▶ RECORDS SHOWN:
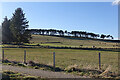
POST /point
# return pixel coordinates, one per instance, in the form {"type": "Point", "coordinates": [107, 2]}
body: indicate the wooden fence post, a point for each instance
{"type": "Point", "coordinates": [54, 60]}
{"type": "Point", "coordinates": [99, 61]}
{"type": "Point", "coordinates": [2, 54]}
{"type": "Point", "coordinates": [24, 56]}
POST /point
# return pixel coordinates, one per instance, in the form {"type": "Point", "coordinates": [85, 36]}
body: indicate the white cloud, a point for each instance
{"type": "Point", "coordinates": [116, 2]}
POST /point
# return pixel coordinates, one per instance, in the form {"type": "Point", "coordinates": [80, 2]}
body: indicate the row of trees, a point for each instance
{"type": "Point", "coordinates": [72, 33]}
{"type": "Point", "coordinates": [14, 29]}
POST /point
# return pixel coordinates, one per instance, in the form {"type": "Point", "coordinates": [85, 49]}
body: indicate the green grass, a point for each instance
{"type": "Point", "coordinates": [87, 59]}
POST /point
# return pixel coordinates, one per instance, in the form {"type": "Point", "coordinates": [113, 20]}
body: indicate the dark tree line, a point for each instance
{"type": "Point", "coordinates": [72, 33]}
{"type": "Point", "coordinates": [14, 29]}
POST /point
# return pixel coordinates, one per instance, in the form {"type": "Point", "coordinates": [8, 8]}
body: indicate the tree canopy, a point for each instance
{"type": "Point", "coordinates": [14, 30]}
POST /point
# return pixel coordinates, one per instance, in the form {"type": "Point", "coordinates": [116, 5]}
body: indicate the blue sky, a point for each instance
{"type": "Point", "coordinates": [97, 17]}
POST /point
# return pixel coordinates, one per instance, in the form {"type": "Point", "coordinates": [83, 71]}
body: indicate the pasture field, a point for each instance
{"type": "Point", "coordinates": [84, 59]}
{"type": "Point", "coordinates": [70, 42]}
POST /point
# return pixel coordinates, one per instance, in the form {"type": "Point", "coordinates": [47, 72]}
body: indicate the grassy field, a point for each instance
{"type": "Point", "coordinates": [84, 59]}
{"type": "Point", "coordinates": [66, 58]}
{"type": "Point", "coordinates": [70, 42]}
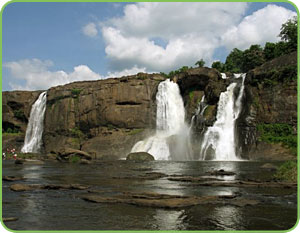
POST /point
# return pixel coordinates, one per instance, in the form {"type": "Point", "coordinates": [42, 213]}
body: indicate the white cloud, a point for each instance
{"type": "Point", "coordinates": [37, 76]}
{"type": "Point", "coordinates": [191, 30]}
{"type": "Point", "coordinates": [262, 26]}
{"type": "Point", "coordinates": [90, 30]}
{"type": "Point", "coordinates": [126, 72]}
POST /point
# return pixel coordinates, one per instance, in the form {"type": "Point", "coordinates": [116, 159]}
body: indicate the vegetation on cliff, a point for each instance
{"type": "Point", "coordinates": [287, 172]}
{"type": "Point", "coordinates": [278, 133]}
{"type": "Point", "coordinates": [239, 61]}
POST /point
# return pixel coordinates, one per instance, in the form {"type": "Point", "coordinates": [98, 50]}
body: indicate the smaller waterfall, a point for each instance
{"type": "Point", "coordinates": [219, 140]}
{"type": "Point", "coordinates": [170, 139]}
{"type": "Point", "coordinates": [34, 131]}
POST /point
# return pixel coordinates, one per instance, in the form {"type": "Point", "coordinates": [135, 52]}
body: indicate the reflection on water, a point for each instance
{"type": "Point", "coordinates": [65, 210]}
{"type": "Point", "coordinates": [227, 217]}
{"type": "Point", "coordinates": [169, 219]}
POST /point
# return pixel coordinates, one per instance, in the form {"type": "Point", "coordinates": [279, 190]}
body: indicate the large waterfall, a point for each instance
{"type": "Point", "coordinates": [34, 131]}
{"type": "Point", "coordinates": [170, 141]}
{"type": "Point", "coordinates": [219, 140]}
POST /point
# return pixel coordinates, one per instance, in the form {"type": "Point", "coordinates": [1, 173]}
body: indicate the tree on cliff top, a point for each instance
{"type": "Point", "coordinates": [200, 63]}
{"type": "Point", "coordinates": [289, 33]}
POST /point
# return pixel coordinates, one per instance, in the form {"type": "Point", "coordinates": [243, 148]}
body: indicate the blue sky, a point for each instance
{"type": "Point", "coordinates": [47, 44]}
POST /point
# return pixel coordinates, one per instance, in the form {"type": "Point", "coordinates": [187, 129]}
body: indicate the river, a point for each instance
{"type": "Point", "coordinates": [65, 210]}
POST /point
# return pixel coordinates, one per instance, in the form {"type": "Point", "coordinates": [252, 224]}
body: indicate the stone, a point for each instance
{"type": "Point", "coordinates": [21, 187]}
{"type": "Point", "coordinates": [67, 152]}
{"type": "Point", "coordinates": [269, 166]}
{"type": "Point", "coordinates": [12, 178]}
{"type": "Point", "coordinates": [139, 157]}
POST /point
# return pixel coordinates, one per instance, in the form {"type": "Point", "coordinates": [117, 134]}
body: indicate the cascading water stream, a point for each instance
{"type": "Point", "coordinates": [34, 131]}
{"type": "Point", "coordinates": [219, 140]}
{"type": "Point", "coordinates": [171, 138]}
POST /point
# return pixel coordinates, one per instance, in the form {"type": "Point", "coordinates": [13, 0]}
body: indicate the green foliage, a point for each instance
{"type": "Point", "coordinates": [252, 58]}
{"type": "Point", "coordinates": [218, 66]}
{"type": "Point", "coordinates": [288, 33]}
{"type": "Point", "coordinates": [12, 131]}
{"type": "Point", "coordinates": [200, 63]}
{"type": "Point", "coordinates": [74, 159]}
{"type": "Point", "coordinates": [19, 114]}
{"type": "Point", "coordinates": [278, 133]}
{"type": "Point", "coordinates": [242, 61]}
{"type": "Point", "coordinates": [135, 131]}
{"type": "Point", "coordinates": [287, 172]}
{"type": "Point", "coordinates": [191, 95]}
{"type": "Point", "coordinates": [76, 92]}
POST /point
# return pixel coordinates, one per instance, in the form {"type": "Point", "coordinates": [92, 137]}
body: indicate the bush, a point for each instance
{"type": "Point", "coordinates": [74, 159]}
{"type": "Point", "coordinates": [19, 114]}
{"type": "Point", "coordinates": [287, 172]}
{"type": "Point", "coordinates": [75, 92]}
{"type": "Point", "coordinates": [278, 133]}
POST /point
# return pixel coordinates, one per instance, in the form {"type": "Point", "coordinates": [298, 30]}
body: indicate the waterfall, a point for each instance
{"type": "Point", "coordinates": [219, 140]}
{"type": "Point", "coordinates": [170, 141]}
{"type": "Point", "coordinates": [34, 131]}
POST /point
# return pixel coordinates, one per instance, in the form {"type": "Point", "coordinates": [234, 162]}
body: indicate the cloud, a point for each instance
{"type": "Point", "coordinates": [37, 76]}
{"type": "Point", "coordinates": [90, 30]}
{"type": "Point", "coordinates": [191, 32]}
{"type": "Point", "coordinates": [126, 72]}
{"type": "Point", "coordinates": [262, 26]}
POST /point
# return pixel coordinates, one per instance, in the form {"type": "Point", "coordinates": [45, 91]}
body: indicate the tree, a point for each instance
{"type": "Point", "coordinates": [234, 61]}
{"type": "Point", "coordinates": [218, 66]}
{"type": "Point", "coordinates": [200, 63]}
{"type": "Point", "coordinates": [252, 58]}
{"type": "Point", "coordinates": [289, 33]}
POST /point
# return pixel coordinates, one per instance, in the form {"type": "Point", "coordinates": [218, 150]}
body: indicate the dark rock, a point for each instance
{"type": "Point", "coordinates": [19, 161]}
{"type": "Point", "coordinates": [67, 152]}
{"type": "Point", "coordinates": [139, 157]}
{"type": "Point", "coordinates": [12, 178]}
{"type": "Point", "coordinates": [9, 219]}
{"type": "Point", "coordinates": [21, 187]}
{"type": "Point", "coordinates": [269, 166]}
{"type": "Point", "coordinates": [84, 161]}
{"type": "Point", "coordinates": [221, 172]}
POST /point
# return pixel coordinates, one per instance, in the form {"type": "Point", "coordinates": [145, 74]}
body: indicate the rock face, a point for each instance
{"type": "Point", "coordinates": [16, 107]}
{"type": "Point", "coordinates": [268, 101]}
{"type": "Point", "coordinates": [139, 157]}
{"type": "Point", "coordinates": [106, 118]}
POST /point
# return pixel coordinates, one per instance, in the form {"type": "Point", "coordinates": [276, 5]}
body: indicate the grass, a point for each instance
{"type": "Point", "coordinates": [278, 133]}
{"type": "Point", "coordinates": [287, 172]}
{"type": "Point", "coordinates": [74, 159]}
{"type": "Point", "coordinates": [135, 131]}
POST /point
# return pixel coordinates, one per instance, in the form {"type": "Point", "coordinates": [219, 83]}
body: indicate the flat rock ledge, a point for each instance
{"type": "Point", "coordinates": [156, 200]}
{"type": "Point", "coordinates": [29, 187]}
{"type": "Point", "coordinates": [140, 157]}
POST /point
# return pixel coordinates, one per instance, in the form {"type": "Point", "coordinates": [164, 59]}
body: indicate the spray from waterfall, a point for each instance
{"type": "Point", "coordinates": [34, 131]}
{"type": "Point", "coordinates": [219, 140]}
{"type": "Point", "coordinates": [170, 141]}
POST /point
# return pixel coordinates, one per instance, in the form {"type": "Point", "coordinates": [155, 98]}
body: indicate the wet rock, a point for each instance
{"type": "Point", "coordinates": [192, 179]}
{"type": "Point", "coordinates": [12, 178]}
{"type": "Point", "coordinates": [68, 152]}
{"type": "Point", "coordinates": [146, 176]}
{"type": "Point", "coordinates": [85, 161]}
{"type": "Point", "coordinates": [9, 219]}
{"type": "Point", "coordinates": [269, 166]}
{"type": "Point", "coordinates": [21, 187]}
{"type": "Point", "coordinates": [19, 161]}
{"type": "Point", "coordinates": [157, 200]}
{"type": "Point", "coordinates": [221, 172]}
{"type": "Point", "coordinates": [29, 187]}
{"type": "Point", "coordinates": [139, 157]}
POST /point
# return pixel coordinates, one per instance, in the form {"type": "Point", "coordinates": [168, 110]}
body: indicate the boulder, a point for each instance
{"type": "Point", "coordinates": [139, 157]}
{"type": "Point", "coordinates": [67, 152]}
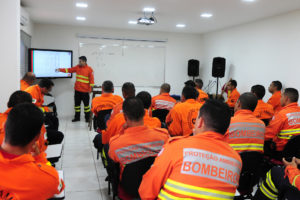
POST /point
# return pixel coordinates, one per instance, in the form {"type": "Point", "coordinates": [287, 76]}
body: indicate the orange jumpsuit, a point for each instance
{"type": "Point", "coordinates": [245, 132]}
{"type": "Point", "coordinates": [263, 110]}
{"type": "Point", "coordinates": [182, 117]}
{"type": "Point", "coordinates": [116, 126]}
{"type": "Point", "coordinates": [84, 77]}
{"type": "Point", "coordinates": [37, 97]}
{"type": "Point", "coordinates": [233, 96]}
{"type": "Point", "coordinates": [24, 85]}
{"type": "Point", "coordinates": [202, 96]}
{"type": "Point", "coordinates": [275, 101]}
{"type": "Point", "coordinates": [197, 167]}
{"type": "Point", "coordinates": [106, 101]}
{"type": "Point", "coordinates": [25, 179]}
{"type": "Point", "coordinates": [284, 125]}
{"type": "Point", "coordinates": [163, 101]}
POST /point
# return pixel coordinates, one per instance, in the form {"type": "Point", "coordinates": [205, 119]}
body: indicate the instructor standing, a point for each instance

▶ REQUIRED TASK: How many lines in the listing above contain the string "dark", with case counting? Reply with the number only.

▶ EXERCISE ANSWER: 2